### Short problem
Print every line of the listing below without changes, leaving out the pictures.

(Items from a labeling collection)
:::

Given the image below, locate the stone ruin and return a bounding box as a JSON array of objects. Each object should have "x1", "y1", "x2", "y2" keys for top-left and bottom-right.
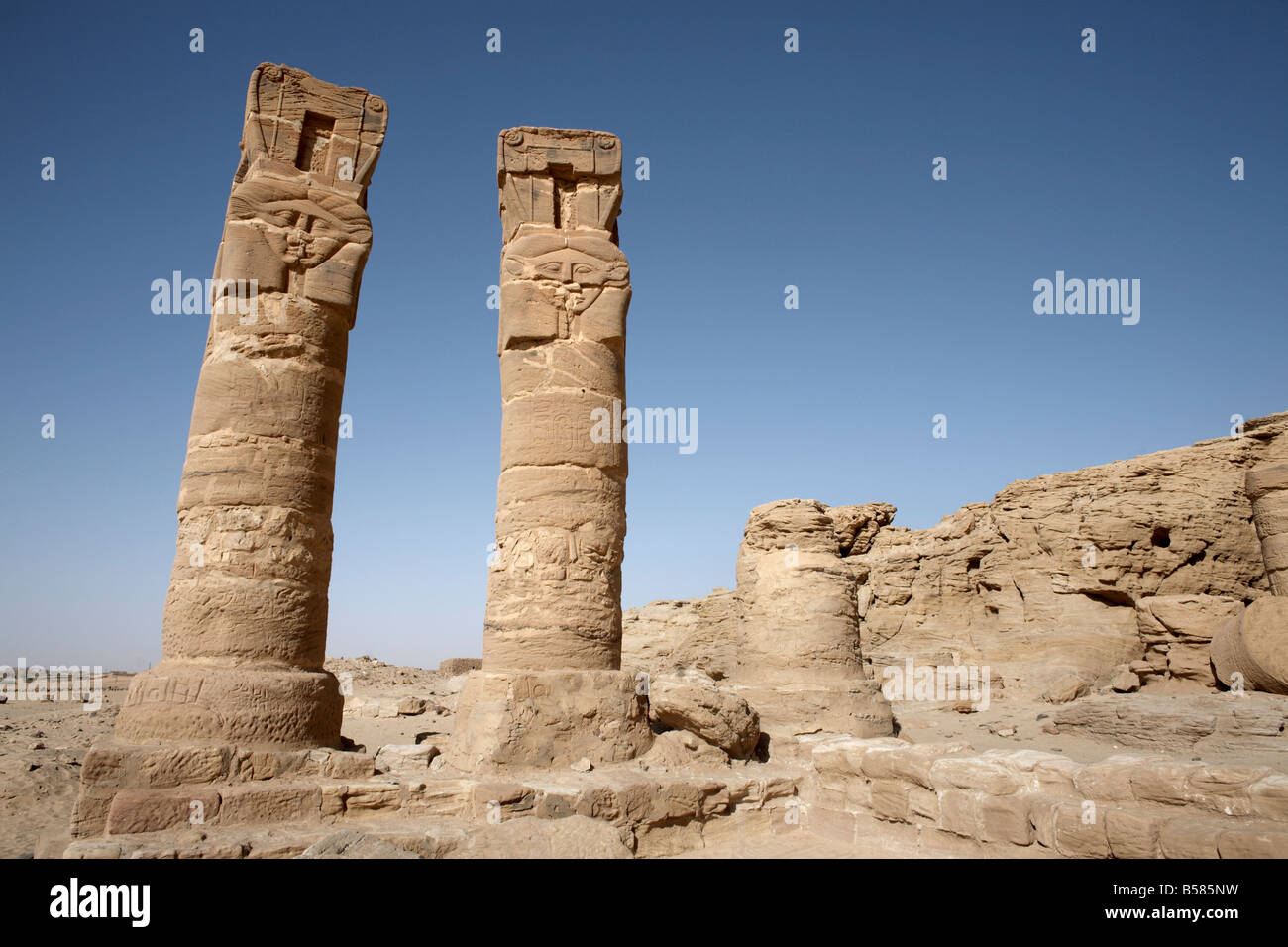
[{"x1": 67, "y1": 64, "x2": 1288, "y2": 858}]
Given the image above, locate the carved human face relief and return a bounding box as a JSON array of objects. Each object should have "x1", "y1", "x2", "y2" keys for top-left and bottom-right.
[{"x1": 501, "y1": 231, "x2": 630, "y2": 318}]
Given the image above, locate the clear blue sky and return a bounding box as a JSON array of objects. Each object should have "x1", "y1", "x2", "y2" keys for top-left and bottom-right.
[{"x1": 0, "y1": 0, "x2": 1288, "y2": 668}]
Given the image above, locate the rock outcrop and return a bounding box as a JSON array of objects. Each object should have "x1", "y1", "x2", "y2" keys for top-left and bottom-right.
[
  {"x1": 1211, "y1": 462, "x2": 1288, "y2": 694},
  {"x1": 625, "y1": 414, "x2": 1288, "y2": 700},
  {"x1": 622, "y1": 588, "x2": 738, "y2": 681},
  {"x1": 649, "y1": 670, "x2": 760, "y2": 759}
]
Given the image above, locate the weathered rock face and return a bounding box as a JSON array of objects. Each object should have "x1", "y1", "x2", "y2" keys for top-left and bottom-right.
[
  {"x1": 734, "y1": 500, "x2": 894, "y2": 737},
  {"x1": 737, "y1": 500, "x2": 894, "y2": 684},
  {"x1": 1212, "y1": 595, "x2": 1288, "y2": 694},
  {"x1": 483, "y1": 128, "x2": 631, "y2": 670},
  {"x1": 622, "y1": 588, "x2": 739, "y2": 681},
  {"x1": 445, "y1": 672, "x2": 653, "y2": 771},
  {"x1": 649, "y1": 670, "x2": 760, "y2": 759},
  {"x1": 1244, "y1": 460, "x2": 1288, "y2": 595},
  {"x1": 851, "y1": 415, "x2": 1288, "y2": 688},
  {"x1": 625, "y1": 415, "x2": 1288, "y2": 695},
  {"x1": 116, "y1": 64, "x2": 387, "y2": 747},
  {"x1": 1211, "y1": 462, "x2": 1288, "y2": 694}
]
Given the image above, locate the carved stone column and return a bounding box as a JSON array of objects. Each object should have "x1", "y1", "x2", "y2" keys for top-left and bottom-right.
[
  {"x1": 451, "y1": 128, "x2": 651, "y2": 767},
  {"x1": 116, "y1": 64, "x2": 387, "y2": 749}
]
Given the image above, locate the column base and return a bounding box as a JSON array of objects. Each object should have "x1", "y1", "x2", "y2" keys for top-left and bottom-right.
[
  {"x1": 445, "y1": 670, "x2": 653, "y2": 772},
  {"x1": 115, "y1": 661, "x2": 344, "y2": 750}
]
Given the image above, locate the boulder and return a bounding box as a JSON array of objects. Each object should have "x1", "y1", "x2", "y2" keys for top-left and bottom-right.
[
  {"x1": 649, "y1": 669, "x2": 760, "y2": 759},
  {"x1": 1211, "y1": 596, "x2": 1288, "y2": 694}
]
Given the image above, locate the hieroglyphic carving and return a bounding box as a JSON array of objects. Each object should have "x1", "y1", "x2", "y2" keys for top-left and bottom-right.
[
  {"x1": 117, "y1": 64, "x2": 387, "y2": 746},
  {"x1": 483, "y1": 128, "x2": 631, "y2": 670}
]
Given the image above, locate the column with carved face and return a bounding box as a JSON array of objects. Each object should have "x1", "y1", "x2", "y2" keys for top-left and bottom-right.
[
  {"x1": 483, "y1": 128, "x2": 631, "y2": 670},
  {"x1": 117, "y1": 64, "x2": 387, "y2": 747}
]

:::

### Answer for the task
Given the image below, locate the stone ruin and return a bounding box as a JSON array of objects. Each object should have "x1", "y1", "x2", "y2" keys for top-left and bottom-right.
[{"x1": 67, "y1": 64, "x2": 1288, "y2": 858}]
Given the image above, locate the carved human face relief and return a bounding box as a JSON array of objects. Each object should have "x1", "y1", "x2", "y2" keys for top-left and bottom-right.
[{"x1": 501, "y1": 231, "x2": 630, "y2": 318}]
Given the image above, locate the clear blue sky and return a bounding box as a JSON array of objects. Each object should have "x1", "y1", "x2", "y2" keys for top-left and bottom-right.
[{"x1": 0, "y1": 0, "x2": 1288, "y2": 668}]
Given the image above, locate the rock outcrop and return a bounding box as a JSON array of objects. Each object should have "x1", "y1", "x2", "y2" keys for top-left and bottom-right.
[
  {"x1": 1211, "y1": 462, "x2": 1288, "y2": 694},
  {"x1": 625, "y1": 414, "x2": 1288, "y2": 700},
  {"x1": 622, "y1": 588, "x2": 738, "y2": 681},
  {"x1": 649, "y1": 670, "x2": 760, "y2": 759}
]
Given the image above, locate the weathered rock face and return a bounding box as a JSON array of objects. Each object should have "x1", "y1", "x2", "y2" keys for top-left and bottom-right.
[
  {"x1": 734, "y1": 500, "x2": 894, "y2": 737},
  {"x1": 737, "y1": 500, "x2": 894, "y2": 684},
  {"x1": 1212, "y1": 595, "x2": 1288, "y2": 694},
  {"x1": 483, "y1": 128, "x2": 631, "y2": 670},
  {"x1": 622, "y1": 588, "x2": 739, "y2": 681},
  {"x1": 445, "y1": 672, "x2": 653, "y2": 771},
  {"x1": 649, "y1": 670, "x2": 760, "y2": 759},
  {"x1": 1244, "y1": 460, "x2": 1288, "y2": 595},
  {"x1": 851, "y1": 415, "x2": 1288, "y2": 688},
  {"x1": 625, "y1": 415, "x2": 1288, "y2": 695},
  {"x1": 116, "y1": 64, "x2": 387, "y2": 747},
  {"x1": 1211, "y1": 462, "x2": 1288, "y2": 694}
]
Given the image above, locate the carved stone column and return a bounding box as a JSON array of objects. Each object should have "x1", "y1", "x2", "y2" keys for top-left and bottom-right.
[
  {"x1": 451, "y1": 128, "x2": 651, "y2": 767},
  {"x1": 116, "y1": 64, "x2": 387, "y2": 749}
]
Given the image above, locate the column base and return a bounding box as a JSON array of objects. Each object should have "x1", "y1", "x2", "y2" keys for top-left and bottom-right.
[
  {"x1": 445, "y1": 670, "x2": 653, "y2": 772},
  {"x1": 115, "y1": 661, "x2": 344, "y2": 750}
]
Given the image above, locate the boulder and return a bounding box as a JSON array of objects. Each object should have "x1", "y1", "x2", "y2" keys for top-left and bottom-right.
[
  {"x1": 649, "y1": 669, "x2": 760, "y2": 759},
  {"x1": 1211, "y1": 596, "x2": 1288, "y2": 694}
]
Given the image above, locate the hieroglyphic carving and return a bounding box as a JSON array of objects. Each object should have "x1", "y1", "x2", "y2" keys for top-left and bottom-right.
[
  {"x1": 117, "y1": 64, "x2": 387, "y2": 746},
  {"x1": 483, "y1": 128, "x2": 631, "y2": 670}
]
Given the image above, locate the column with carved face and return a bounding box as a JSON array of objects. Each object should have "x1", "y1", "x2", "y2" keys for top-left and bottom-right.
[
  {"x1": 483, "y1": 128, "x2": 631, "y2": 670},
  {"x1": 117, "y1": 64, "x2": 387, "y2": 747}
]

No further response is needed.